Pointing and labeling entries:
*****
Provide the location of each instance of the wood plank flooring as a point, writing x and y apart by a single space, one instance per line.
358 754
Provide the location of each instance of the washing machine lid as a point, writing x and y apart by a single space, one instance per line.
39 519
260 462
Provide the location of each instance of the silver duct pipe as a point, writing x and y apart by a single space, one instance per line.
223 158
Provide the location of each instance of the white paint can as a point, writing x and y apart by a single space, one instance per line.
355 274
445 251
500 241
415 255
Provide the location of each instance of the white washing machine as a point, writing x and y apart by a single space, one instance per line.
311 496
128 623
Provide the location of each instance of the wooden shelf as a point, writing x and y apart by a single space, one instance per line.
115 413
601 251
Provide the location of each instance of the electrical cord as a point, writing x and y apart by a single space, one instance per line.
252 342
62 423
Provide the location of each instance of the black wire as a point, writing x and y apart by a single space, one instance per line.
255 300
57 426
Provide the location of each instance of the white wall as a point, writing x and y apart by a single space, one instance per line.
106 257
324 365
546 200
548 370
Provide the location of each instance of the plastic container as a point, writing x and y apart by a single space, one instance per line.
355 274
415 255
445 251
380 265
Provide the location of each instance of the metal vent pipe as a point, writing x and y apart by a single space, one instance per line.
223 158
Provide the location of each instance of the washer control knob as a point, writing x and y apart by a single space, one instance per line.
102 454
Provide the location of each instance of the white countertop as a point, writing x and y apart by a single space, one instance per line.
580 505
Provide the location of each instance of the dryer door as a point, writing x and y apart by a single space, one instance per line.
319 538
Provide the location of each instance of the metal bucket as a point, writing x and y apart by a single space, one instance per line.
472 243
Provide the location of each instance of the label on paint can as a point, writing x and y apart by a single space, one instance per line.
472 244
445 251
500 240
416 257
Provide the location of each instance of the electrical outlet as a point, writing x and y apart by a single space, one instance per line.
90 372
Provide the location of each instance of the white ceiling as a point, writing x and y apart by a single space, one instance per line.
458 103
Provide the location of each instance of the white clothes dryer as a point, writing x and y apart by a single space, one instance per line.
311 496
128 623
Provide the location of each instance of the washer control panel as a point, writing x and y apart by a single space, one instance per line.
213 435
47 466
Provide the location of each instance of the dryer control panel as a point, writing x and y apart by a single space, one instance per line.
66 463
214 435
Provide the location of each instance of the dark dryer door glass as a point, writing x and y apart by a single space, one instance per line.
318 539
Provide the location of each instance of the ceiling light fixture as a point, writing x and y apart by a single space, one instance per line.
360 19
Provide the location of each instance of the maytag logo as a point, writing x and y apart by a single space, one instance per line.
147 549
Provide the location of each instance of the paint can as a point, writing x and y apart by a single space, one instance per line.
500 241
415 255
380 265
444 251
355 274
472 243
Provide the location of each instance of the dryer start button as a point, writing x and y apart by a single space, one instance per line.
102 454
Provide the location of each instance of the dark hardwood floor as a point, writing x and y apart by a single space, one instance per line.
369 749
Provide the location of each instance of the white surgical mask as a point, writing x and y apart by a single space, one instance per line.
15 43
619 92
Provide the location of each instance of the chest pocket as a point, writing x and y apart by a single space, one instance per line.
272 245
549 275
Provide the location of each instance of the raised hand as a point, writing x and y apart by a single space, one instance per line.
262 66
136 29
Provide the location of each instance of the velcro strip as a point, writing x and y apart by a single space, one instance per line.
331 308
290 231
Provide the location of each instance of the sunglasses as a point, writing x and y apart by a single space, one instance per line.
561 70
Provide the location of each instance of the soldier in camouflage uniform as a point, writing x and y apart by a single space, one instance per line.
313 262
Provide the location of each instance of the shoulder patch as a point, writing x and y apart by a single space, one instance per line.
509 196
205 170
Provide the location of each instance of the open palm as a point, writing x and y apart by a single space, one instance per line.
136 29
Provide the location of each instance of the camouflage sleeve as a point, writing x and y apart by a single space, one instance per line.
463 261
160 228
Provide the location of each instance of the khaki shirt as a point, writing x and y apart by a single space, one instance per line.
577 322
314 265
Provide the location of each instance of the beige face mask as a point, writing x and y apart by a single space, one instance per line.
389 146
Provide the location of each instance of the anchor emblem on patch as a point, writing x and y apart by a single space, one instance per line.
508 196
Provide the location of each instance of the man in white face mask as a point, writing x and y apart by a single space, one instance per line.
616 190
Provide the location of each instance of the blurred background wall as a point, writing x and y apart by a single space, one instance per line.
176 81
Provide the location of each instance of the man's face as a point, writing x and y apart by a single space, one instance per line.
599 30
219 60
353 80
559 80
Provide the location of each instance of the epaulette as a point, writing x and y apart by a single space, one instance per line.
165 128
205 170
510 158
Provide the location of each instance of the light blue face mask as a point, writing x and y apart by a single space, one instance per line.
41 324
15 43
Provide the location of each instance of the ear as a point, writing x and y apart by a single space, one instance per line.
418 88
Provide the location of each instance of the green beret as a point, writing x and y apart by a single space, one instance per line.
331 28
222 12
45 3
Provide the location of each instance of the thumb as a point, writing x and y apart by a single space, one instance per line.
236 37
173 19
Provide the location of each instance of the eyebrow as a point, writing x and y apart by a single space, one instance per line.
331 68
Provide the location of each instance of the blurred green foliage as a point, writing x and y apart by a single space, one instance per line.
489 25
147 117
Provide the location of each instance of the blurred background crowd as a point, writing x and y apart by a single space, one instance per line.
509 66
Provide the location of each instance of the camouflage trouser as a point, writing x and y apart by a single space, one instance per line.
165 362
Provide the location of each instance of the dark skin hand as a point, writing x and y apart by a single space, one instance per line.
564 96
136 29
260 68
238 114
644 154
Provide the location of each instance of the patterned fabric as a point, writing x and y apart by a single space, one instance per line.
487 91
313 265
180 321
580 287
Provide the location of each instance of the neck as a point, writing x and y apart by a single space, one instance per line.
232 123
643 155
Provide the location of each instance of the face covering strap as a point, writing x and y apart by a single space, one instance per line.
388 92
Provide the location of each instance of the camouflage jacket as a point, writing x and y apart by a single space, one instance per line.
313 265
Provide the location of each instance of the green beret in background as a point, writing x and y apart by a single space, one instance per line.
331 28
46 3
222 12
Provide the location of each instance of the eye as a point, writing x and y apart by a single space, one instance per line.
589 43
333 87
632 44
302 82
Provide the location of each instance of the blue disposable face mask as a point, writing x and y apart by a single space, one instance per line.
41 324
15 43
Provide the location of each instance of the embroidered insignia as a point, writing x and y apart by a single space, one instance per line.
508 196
*****
Each record should come back exactly as written.

Answer to the problem:
Provide the location of each instance of the wood plank flooring as a point, writing x and y apart by a single space, one instance per line.
358 754
Provide the location of each instance of the washing machine lid as a point, writing x and y apart by a single space, one instance per line.
39 519
260 462
Provide the location of each instance of the silver duct pipe as a point, writing x and y apart by a single space, one instance per line.
223 158
Provide the location of each instance of the white paint can as a point, writing x and y apart by a single space, one instance per line.
355 274
445 251
500 241
415 255
Provide the location of each instance of the white washing machine as a point, writing x and y apart by a single space, one instance per line.
311 496
128 623
Provide the location of each instance of the wooden shelf as a point, writing x and y apart by a single space, one instance per line.
115 413
601 251
Provide the location of each instance of the electrical cord as a point, writing x and y apart by a single space, one instance per line.
252 342
62 423
Provide the location of each instance of the black wire as a point, writing x and y apart by a single space, one instance per line.
255 300
57 426
Provide the location of each instance of the white wall as a point, writing x and y apart by a single space, one instance per line.
106 257
324 365
546 200
548 370
Provide the location of each instance of the plastic container as a point, writing x and y apart by a single space, one instance per line.
355 274
415 255
445 251
380 265
Provide the location of each instance of the metal vent pipe as a point, writing x and y apart by a single space, one instance per line.
223 158
Provide the location of each instance of the washer control knob as a point, writing x and y apart by a single space, one instance per line.
102 454
Provide the location of each instance of the white countertop as a point, writing x and y apart by a single space, one instance per line.
580 505
Provide the location of each instance of the dryer door as a point, writing x and y apart by a single space, one instance per line.
319 538
Provide the location of each instance of the metal bucket as a point, writing x and y apart by a single space, one instance per line.
472 243
Provide the location of each instance of the label on paint can as a point, writing x and y apart by a single space, one instance per line.
472 244
445 251
500 240
416 257
Provide the location of each instance of the electrical outlet as a point, writing x and y apart by a single space, one instance per line.
90 372
Provide the location of each instance of the white ceiling as a point, writing x and y apart by a single space, one instance per line.
458 103
Provide the location of each instance of the white clothes dryer as a point, writing x and y apart by a single space, one instance per line.
311 496
128 623
Provide the location of each instance of the washer control panel as a point, writing x and y apart by a single space, one instance per line.
213 435
47 466
Provide the location of each instance of the dryer control panel as a point, writing x and y apart by a single space, one instance per line.
66 463
214 435
Provide the location of each instance of the dark dryer door glass as a point, writing x and y apart by a single space, one instance per line.
318 539
Provide the location of each instance of the ceiling light fixture as a point, writing x and y apart by a single space, one instance per line.
360 19
Provide the location of each instance of the maytag logo as a point, writing x and y apart by a single space, one instance per line.
147 549
Provide the location of each instance of the paint can as a point, writing x and y apart by a single space, one instance per line.
500 241
415 255
380 265
444 251
355 274
472 243
Provide the location of each instance of the dryer start button as a point, writing x and y apart by a single space, one instance per line.
102 454
Provide the location of each instance of the dark hardwood floor as a point, writing x and y apart by a single space, one instance per line.
369 749
Provide the location of each instance of the white surgical mask as a point, writing x and y apart by a single space, one instance per line.
15 43
619 92
Provide the location of each instance of the chest pocket as a point, writing x and y apart by a single space, one instance per line.
272 245
549 275
Provide the location of each instance of the raised hand as a point, writing x and y apart by a single space, one instance per line.
262 66
136 29
Provide the location of each instance of the velcro strip as a point, writing x and y apart by a single space, one instance per line.
331 308
290 231
Provide the location of each instance of the sunglasses as a point, writing x and y apart by a single space, one instance per line.
561 70
Provide the location of each instance of the soldier in camouflage uniform as a point, writing x and y apart by a single space, one instance per line.
313 262
Provide the location of each instance of the shoulder patch as a point, writing x and y apart by a single space, one instance per line.
509 196
205 170
Provide the location of each instance of the open palm as a point, writing x and y apart by a single space, one instance per line.
136 29
Provide the location of each instance of the camouflage sleeve as a point, writing x and y apart by a single space, one instance per line.
463 261
160 228
Provide the location of each instance of the khaki shirt as a point, writing x and y apart by a single space, one instance per line.
577 322
314 265
Provide the location of each instance of the beige face mask as a point, writing x and y apart by a single space, one instance per line.
389 146
Provide the location of each instance of the anchor emblem on patch as a point, writing x and y apart by a single space, one instance per line.
508 196
Provide the location of each instance of the man in white face mask as a point, writing x and y apart by a single space, one instance per line.
616 190
Provide the location of each instance of the blurred background wall as a point, writing x and y apart by a single space, one instance per line.
176 81
Provide the location of each instance of the man's face as a point, writing x and y apart by a single space, one instance per line.
599 30
219 60
353 80
559 80
Provide the location of each instance of the epaulette as a point, writing x and y apart by a single space, one instance per line.
165 128
205 170
510 158
Provide the location of each instance of the light blue face mask as a point, writing x and y apart by a single space, one instance per line.
41 324
15 43
Provide the location of each instance of the ear as a point, writing x and y apart by a single space, one instance per line.
418 88
Provide the location of each instance of the green beret as a point, writing x and y apart by a single space, one instance per line.
331 28
222 12
45 3
Provide the location of each instance of the thumb as a point, writing x and y apart by a single space, one instance per line.
236 37
173 19
Provide the location of each instance of the eyebrow as a point, writing x and y apart by a single space, one instance per line.
331 68
Provide the location of each instance of the blurred green foliage as a point, writing x and y apart by a single space, one instance per line.
489 25
147 117
Provide the location of each instance of the blurred background crowd as a point, writing x and y apart by a single space, one instance per line.
509 66
Provide the location of each instance of the camouflage trouser as a point, writing x and y apart by a single space, one instance per line.
165 362
Provide the location of each instance of the dark skin hand as a point, writing x and y apart by a single space, one instance per line.
564 96
136 29
260 68
238 114
644 154
Provide the location of each instance of the patterned fabric as a point, writing x and y apart by a single space, one instance per line.
487 91
313 265
180 321
580 287
Provide the location of each instance of the neck as a point, writing x and y apart by a single space, one instance per line.
232 123
643 155
Provide the location of each instance of the face covering strap as a point, writing x and y apart by a single space, one instance per line.
388 92
Provide the location of each instance of the camouflage jacket as a point, writing x and y apart by a single space, one instance per line.
313 265
Provide the location of each instance of the green beret in background as a point, writing x and y apart by a single space, one instance per line.
331 28
46 3
222 12
Provide the location of each instance of the eye as a point, writing x and y apart by a single space, one instance per line.
589 43
333 87
632 44
302 82
Provide the location of each instance of the blue disposable face mask as a point, writing x and y apart by a single space, one instance per line.
41 324
15 43
Provide the location of each instance of the embroidered insignia as a point, writing x and y apart by a single space, one instance per line.
508 196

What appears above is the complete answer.